- _About this exercise_
Give all of the records again precisely, excluding whatever pictures they contain.

Material provided below:

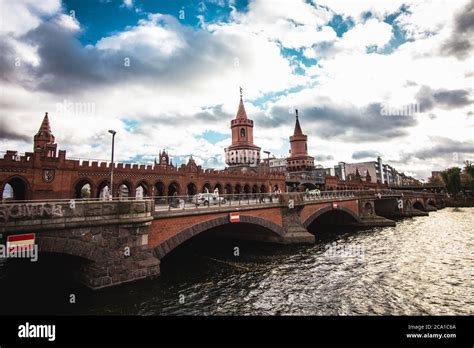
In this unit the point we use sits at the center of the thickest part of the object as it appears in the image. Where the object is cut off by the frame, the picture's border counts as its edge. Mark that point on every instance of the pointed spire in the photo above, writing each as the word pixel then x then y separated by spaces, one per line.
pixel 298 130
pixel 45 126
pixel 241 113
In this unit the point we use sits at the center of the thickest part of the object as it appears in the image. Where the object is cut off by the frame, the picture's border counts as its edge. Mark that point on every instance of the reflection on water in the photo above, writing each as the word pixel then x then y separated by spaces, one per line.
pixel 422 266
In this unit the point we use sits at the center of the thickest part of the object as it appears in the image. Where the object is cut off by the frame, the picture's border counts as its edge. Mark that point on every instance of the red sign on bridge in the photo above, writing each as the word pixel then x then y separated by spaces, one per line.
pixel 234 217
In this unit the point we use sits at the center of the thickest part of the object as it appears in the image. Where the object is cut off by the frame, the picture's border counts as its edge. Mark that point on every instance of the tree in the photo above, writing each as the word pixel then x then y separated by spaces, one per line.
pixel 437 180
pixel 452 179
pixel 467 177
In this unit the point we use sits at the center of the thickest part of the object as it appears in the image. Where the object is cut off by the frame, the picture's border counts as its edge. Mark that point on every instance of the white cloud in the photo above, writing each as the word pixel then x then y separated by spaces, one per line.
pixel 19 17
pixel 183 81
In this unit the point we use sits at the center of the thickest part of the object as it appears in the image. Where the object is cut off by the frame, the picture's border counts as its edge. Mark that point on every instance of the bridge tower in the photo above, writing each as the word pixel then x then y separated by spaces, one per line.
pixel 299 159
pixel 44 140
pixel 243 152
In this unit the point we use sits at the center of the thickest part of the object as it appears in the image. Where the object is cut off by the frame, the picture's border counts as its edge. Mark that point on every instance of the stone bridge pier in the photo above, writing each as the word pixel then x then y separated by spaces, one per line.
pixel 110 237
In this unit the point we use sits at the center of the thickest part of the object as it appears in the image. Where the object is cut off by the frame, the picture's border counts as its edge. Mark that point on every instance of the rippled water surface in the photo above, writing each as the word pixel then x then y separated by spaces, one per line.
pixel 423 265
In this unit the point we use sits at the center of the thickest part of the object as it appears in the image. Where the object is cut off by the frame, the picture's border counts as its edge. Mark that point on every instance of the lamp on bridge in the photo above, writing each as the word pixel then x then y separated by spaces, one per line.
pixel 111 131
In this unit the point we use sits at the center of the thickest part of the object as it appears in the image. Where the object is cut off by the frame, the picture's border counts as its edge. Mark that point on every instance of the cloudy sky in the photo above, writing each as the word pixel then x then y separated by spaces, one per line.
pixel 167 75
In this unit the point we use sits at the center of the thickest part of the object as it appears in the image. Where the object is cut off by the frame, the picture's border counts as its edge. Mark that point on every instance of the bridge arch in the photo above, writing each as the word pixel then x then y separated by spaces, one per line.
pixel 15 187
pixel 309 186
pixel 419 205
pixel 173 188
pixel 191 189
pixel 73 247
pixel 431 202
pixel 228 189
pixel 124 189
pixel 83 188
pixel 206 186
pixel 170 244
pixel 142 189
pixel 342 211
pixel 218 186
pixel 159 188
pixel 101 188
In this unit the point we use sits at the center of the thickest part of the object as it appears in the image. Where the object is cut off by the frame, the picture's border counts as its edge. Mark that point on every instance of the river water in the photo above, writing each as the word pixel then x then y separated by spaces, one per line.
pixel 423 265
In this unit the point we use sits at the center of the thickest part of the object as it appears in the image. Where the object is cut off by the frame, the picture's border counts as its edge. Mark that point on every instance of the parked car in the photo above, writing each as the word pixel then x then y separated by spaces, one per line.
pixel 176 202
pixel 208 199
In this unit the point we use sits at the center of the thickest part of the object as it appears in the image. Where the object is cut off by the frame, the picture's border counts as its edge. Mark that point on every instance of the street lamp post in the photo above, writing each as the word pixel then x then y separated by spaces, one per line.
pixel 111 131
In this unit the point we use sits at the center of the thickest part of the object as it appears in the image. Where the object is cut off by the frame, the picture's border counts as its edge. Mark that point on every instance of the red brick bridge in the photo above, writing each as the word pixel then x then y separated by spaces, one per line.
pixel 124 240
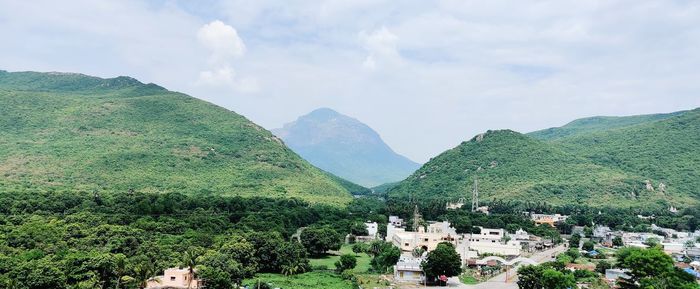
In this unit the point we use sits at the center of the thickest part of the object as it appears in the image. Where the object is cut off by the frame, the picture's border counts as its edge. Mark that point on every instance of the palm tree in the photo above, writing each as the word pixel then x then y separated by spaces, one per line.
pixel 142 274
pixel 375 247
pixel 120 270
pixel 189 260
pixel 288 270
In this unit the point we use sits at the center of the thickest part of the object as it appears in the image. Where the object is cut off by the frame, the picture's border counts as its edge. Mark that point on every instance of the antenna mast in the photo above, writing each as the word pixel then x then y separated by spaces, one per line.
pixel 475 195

End of Material provided.

- _Solution to the problem_
In this unit the point we use sits at the center of the thickest part of the object as it appears in the image. Where the object is cut off by the frame, the picture's border counts as its edge. Mark that point on every instance of the pointed spire in the photo above, writing each as the word pixel then x then y separated by spaces, one per line.
pixel 298 130
pixel 45 126
pixel 241 113
In this unit the point we use sits at the center of the thickest part of the object as it appears in the image. Where the object is cut off by the frame, the picture's border counts as its edge. Mark that point on every instance of the reflection on water in the photo above, writing each as the word pixel then x then y separated by spaces, one per line.
pixel 422 266
In this unit the point we use sits at the center of the thickest part of the object as it appears in the image. Where the object is cut off by the frame, the picture's border counts as its edge. Mark that point on every instance of the red sign on bridge in the photo above, writing each as the word pixel then x then y separated by spaces, one per line.
pixel 234 217
In this unit the point we use sits at the center of the thickest part of the object as it appears in the image. Where the object is cut off by the frame, the picture's border counts as its edge. Mark that point on every instance of the tree in the photo above, writing each as the word pixel then x then y separated by spaces, one per line.
pixel 437 180
pixel 452 179
pixel 467 177
In this unit the point we use sits at the center of the thickest part of the object as it appears in the image. Where the object is cut off by the frame, the picture's border counts as its edge. Mark that point on every instance of the white cloud in the photo above, writing each as the word pixel then x then y separated by spaces, one per line.
pixel 19 17
pixel 183 81
In this unit the point we use sits at the center of the thickest part of the object as it appears in the image. Where the object is cut off by the frame, the picture's border counts as its edge. Mark that point on every instance of the bridge tower in the photo above, writing each as the word pixel then x then y separated by spaces, one per line.
pixel 299 159
pixel 44 140
pixel 243 152
In this unit the point we use sits at the center of the thickest part of the object as it appears in the image. Where the object is cut off by the frame, the picture's border counts as its edge. Mark that point on every instance of the stone bridge pier in the photo above, writing each as the word pixel then x then y separated by spaces, one per line.
pixel 110 237
In this unit the point we use sits at the center of the thickest part of the object as it appears in the image. Where the object is cut off by the frame, the picture's border counts as its edge. Mark that point on every instance of the rippled water surface in the photo above, writing each as the word pixel then x then y separated by spaces, one per line.
pixel 423 265
In this unit the point we use sits at the center of the thickest part of the object as it appears in the image. Where the object is cut off by the frame, the picture's border counts as its edge. Mark that point on every instance of the lamp on bridge in the photo above, writing each as the word pixel then x then y separated by spaces, one per line.
pixel 111 131
In this unit the point we use sits at the center of the thickest part of the object as it appears in the image. Where the object is cut off by the frame, the picture's border counts as its edge. Mark that point on every instance of the cloudy sky in the photo above, writing each as the word pixel then x then y separated by spaces, one per line.
pixel 167 75
In this unit the point we use sits at the center of the thickest part of the object as it appears in the image. Where the object is cut off by the frame, the picture's border counts as its edge. Mark that point on every instance of the bridge arch in the photo above, writing each as the word pixel then x then y separated by spaces, one per line.
pixel 15 187
pixel 309 186
pixel 419 205
pixel 173 188
pixel 191 189
pixel 73 247
pixel 431 202
pixel 228 189
pixel 124 189
pixel 83 188
pixel 206 186
pixel 170 244
pixel 142 189
pixel 342 211
pixel 218 186
pixel 159 188
pixel 101 188
In this unit the point we use sits at the center of the thickest part of the object as it appears in the image. Where the object is cut off by the frame, the picture's border counts as its edge. Mark that point on every instance of the river water in the photo above, writing each as the word pixel then x then y separated by spaces, one per line.
pixel 423 265
In this unit the point we use sits at the center of the thickest part of the object as it appears in the image. Where the object is cut off by the frame, the picture's border counts as its edge. Mark that point on every instance of the parked car in the photo above, writing each as the word pixel then x then y separated by spaces, one per line.
pixel 176 202
pixel 208 199
In this unit the point we use sits at the center of the thickest part of the object as it appears in the image. Where the object is cut off by the frame, the picture's border counts as its edge. Mark that point on every instance of the street lamp post in the photo above, writing each as the word pixel then x then y separated by spaces, one per line.
pixel 111 131
In this unit the point we use sits at the center of the thickest part of the object as it appears in the image. Where the object is cut off by the frame, the picture's border counts as its edge. Mark that point on every instance of the red brick bridge in the photo above, writing each as the word pixel then x then y separated by spaces, one per line.
pixel 124 240
In this unit the point we use sits at the center of the thickest part of the object as it appears in the image. Where the object is cut off by the frame, the picture's border counts as its edge. Mark that point on every instance of the palm tree in the photo above, writing each as the word pixel then x then y separated by spaces, one per line.
pixel 142 274
pixel 375 247
pixel 120 270
pixel 189 260
pixel 288 270
In this unit the point we use sits at the center of the thickest part of the object as it appears in the image. Where the object is cut off by the frame, the picture's border counts as its edge. Mark that point on every instance of the antenna mast in the photo above, writing each as the word pixel then x then y separated by spaces, one per line.
pixel 475 195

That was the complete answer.